■ Labeled-object pointing items ■
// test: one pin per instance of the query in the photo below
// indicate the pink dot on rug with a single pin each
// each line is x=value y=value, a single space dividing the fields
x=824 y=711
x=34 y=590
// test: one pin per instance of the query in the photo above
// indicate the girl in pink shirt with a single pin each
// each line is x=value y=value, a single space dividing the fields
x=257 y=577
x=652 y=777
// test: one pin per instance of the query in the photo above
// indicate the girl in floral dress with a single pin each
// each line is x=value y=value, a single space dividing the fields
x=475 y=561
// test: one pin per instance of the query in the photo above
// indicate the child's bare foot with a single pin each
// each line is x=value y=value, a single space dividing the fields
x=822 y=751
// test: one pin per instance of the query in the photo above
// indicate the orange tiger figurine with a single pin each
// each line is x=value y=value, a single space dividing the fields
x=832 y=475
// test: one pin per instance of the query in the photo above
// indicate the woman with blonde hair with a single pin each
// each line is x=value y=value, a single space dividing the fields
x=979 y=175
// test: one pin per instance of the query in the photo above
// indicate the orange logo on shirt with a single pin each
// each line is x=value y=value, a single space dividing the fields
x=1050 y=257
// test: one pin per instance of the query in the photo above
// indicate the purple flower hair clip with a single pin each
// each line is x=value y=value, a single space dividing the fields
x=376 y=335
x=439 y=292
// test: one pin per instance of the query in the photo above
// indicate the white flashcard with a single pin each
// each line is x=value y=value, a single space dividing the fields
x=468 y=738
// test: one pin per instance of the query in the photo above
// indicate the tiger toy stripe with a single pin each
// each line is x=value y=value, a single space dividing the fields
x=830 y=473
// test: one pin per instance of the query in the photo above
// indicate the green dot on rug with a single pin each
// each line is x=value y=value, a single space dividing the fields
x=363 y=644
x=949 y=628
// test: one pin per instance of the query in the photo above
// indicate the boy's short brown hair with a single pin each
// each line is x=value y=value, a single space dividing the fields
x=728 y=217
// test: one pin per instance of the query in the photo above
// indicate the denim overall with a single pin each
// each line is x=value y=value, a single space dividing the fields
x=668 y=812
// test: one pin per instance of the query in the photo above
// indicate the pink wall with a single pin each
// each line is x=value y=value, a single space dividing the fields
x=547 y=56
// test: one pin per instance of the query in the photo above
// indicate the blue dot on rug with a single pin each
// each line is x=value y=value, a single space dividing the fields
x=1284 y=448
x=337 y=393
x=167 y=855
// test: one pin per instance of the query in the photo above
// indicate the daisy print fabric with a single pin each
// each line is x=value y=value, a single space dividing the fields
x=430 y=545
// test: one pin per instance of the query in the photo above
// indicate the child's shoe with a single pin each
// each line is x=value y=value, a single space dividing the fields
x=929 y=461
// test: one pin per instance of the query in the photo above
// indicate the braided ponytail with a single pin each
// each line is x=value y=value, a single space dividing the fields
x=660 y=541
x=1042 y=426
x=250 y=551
==
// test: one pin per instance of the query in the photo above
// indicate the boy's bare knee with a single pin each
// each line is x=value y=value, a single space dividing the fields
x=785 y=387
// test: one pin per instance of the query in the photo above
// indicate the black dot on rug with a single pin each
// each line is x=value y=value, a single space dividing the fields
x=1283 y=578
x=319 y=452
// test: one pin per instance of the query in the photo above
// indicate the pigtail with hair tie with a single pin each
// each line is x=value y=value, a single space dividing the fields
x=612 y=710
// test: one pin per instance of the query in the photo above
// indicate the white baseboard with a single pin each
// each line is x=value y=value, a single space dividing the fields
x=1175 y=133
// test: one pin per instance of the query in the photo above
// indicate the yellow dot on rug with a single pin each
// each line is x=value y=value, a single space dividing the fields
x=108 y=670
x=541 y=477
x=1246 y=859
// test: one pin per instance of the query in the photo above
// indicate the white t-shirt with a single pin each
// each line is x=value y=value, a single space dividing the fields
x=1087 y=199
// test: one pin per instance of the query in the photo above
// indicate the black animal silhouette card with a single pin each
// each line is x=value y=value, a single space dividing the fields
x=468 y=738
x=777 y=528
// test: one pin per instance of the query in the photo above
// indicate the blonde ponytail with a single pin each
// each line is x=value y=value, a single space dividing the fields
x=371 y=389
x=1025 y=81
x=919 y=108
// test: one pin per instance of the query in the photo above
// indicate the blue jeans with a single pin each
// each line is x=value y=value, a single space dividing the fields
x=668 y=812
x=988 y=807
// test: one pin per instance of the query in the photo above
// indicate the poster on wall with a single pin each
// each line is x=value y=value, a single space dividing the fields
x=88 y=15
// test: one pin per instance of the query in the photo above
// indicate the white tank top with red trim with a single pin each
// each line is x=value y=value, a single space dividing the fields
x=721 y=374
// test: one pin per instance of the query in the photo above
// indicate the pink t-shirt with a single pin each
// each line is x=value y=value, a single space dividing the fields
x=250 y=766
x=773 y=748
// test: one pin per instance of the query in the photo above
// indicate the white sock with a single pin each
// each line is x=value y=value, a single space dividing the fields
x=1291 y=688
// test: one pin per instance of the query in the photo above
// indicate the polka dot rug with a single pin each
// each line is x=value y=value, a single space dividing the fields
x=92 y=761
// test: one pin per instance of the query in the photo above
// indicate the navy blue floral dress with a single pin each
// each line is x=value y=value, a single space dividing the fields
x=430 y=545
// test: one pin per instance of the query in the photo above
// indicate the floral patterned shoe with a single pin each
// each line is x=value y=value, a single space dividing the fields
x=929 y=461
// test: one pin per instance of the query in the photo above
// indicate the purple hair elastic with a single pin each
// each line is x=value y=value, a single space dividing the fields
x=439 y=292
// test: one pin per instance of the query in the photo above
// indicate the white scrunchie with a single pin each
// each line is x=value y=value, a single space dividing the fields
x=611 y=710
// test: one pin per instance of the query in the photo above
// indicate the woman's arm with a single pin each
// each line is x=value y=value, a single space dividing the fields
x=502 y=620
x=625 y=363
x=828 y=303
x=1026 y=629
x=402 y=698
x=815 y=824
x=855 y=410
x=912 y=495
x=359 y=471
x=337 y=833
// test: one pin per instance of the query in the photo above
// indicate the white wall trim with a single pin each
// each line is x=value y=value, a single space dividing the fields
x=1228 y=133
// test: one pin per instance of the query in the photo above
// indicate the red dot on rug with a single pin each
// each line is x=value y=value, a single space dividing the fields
--
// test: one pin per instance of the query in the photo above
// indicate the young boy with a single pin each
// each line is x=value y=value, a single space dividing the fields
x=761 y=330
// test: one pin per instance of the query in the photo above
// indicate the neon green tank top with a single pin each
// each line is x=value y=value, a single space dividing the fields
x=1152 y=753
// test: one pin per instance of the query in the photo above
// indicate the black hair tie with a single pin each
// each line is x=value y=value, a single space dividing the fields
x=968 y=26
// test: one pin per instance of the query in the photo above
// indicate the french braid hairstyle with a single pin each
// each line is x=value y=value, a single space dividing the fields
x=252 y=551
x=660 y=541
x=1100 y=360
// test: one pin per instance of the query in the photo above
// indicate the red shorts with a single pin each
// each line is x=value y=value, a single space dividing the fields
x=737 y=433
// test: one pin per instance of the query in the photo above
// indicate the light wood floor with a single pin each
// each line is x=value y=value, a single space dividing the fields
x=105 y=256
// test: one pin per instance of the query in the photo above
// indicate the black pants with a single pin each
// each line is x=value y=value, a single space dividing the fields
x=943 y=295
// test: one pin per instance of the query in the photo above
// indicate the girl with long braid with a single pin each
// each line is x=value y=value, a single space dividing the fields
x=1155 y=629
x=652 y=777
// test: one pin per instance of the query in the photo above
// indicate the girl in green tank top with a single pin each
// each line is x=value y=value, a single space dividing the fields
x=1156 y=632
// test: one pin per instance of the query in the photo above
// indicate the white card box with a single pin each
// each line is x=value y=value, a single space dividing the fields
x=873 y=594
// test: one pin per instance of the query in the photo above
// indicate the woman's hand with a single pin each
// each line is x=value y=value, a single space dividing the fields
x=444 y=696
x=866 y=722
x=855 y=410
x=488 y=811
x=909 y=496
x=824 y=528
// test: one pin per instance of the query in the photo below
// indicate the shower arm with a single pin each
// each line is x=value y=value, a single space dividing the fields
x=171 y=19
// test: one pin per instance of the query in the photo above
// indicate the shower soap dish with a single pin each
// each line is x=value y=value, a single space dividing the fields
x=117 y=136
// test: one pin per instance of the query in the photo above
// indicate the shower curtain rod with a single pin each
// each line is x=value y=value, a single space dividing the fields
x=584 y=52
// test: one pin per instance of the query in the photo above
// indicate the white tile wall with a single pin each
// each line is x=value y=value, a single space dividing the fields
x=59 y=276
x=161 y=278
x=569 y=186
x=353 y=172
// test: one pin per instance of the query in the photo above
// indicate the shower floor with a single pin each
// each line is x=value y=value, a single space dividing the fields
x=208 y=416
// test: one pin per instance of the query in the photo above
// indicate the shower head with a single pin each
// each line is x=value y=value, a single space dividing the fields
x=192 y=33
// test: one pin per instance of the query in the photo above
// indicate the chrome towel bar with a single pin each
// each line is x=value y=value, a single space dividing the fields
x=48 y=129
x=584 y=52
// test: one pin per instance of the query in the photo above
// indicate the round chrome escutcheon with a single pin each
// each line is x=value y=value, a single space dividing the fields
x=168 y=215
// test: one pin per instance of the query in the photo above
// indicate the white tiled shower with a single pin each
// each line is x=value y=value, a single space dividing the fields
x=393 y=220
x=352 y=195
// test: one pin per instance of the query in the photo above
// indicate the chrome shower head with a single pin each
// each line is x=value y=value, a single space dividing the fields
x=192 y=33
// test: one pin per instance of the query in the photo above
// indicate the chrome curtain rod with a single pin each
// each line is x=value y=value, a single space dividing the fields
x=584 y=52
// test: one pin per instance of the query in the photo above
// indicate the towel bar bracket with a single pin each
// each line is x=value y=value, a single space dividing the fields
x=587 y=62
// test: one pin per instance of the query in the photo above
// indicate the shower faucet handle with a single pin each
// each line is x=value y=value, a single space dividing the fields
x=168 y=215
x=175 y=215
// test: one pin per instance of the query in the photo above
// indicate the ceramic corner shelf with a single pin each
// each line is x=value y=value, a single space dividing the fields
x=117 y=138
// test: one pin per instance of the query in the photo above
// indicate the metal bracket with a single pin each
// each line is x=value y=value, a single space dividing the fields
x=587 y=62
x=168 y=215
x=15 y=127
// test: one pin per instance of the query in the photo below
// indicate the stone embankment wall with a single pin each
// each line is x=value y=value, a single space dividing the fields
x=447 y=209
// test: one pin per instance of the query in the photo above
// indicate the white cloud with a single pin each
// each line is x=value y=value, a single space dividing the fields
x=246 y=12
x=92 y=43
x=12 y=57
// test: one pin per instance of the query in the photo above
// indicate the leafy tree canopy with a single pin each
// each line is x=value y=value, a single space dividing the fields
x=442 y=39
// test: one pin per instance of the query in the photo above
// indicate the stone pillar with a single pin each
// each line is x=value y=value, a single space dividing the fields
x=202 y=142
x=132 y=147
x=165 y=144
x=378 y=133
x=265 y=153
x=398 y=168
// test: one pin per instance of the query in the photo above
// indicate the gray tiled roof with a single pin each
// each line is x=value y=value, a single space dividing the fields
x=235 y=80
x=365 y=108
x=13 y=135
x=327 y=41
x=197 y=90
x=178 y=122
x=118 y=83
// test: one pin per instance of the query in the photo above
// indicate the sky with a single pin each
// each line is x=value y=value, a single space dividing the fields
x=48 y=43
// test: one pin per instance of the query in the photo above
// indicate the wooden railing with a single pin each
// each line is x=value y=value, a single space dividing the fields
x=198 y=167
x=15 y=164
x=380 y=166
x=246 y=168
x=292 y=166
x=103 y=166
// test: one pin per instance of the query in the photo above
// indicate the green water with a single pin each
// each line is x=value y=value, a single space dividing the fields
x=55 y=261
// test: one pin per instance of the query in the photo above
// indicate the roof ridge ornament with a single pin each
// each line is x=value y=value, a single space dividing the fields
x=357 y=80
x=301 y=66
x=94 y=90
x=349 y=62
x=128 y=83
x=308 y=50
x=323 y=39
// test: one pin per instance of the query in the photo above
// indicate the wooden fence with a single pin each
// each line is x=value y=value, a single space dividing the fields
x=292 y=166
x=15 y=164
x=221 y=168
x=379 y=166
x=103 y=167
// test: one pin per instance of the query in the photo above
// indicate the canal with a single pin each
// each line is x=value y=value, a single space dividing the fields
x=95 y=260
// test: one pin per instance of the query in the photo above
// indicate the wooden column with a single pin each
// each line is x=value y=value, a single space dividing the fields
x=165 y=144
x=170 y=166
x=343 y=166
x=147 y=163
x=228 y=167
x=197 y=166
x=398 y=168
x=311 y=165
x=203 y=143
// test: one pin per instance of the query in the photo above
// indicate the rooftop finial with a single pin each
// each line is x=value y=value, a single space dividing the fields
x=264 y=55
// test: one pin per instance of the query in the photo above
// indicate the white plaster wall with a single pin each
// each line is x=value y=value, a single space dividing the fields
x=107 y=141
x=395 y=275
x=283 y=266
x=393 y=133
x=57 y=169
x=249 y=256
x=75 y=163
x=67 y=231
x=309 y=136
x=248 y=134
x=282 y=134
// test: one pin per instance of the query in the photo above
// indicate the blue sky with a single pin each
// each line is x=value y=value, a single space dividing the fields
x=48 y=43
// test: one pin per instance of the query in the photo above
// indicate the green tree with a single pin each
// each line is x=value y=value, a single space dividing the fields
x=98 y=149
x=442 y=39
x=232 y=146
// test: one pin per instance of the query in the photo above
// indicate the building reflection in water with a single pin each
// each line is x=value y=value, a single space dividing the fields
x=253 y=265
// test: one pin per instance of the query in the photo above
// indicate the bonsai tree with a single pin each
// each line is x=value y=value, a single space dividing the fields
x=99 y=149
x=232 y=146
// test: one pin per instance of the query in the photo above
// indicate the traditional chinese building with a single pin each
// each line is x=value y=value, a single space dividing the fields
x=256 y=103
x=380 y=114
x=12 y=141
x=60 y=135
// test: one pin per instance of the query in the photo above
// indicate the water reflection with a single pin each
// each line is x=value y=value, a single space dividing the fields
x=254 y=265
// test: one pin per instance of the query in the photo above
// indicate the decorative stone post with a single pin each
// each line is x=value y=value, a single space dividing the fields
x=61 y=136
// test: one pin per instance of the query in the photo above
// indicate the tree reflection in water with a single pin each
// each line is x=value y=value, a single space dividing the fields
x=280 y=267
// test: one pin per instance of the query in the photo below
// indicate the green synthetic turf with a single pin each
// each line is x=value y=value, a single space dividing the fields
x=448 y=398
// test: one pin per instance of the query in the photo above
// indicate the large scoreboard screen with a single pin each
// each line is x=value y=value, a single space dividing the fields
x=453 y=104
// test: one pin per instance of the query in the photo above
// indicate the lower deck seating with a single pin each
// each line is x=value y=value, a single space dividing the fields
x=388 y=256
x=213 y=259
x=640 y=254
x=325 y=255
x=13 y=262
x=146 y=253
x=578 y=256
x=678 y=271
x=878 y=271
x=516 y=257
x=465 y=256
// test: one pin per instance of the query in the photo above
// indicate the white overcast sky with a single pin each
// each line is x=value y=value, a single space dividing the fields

■ OBJECTIVE ■
Which lines of the items contain the string "tank"? Pull out every such line, treating case as significant.

■ THE RESPONSE ■
// indicate the white tank top with red trim with a single pin each
// indicate the neon green tank top with a single pin each
// indicate the girl in green tank top with a single pin each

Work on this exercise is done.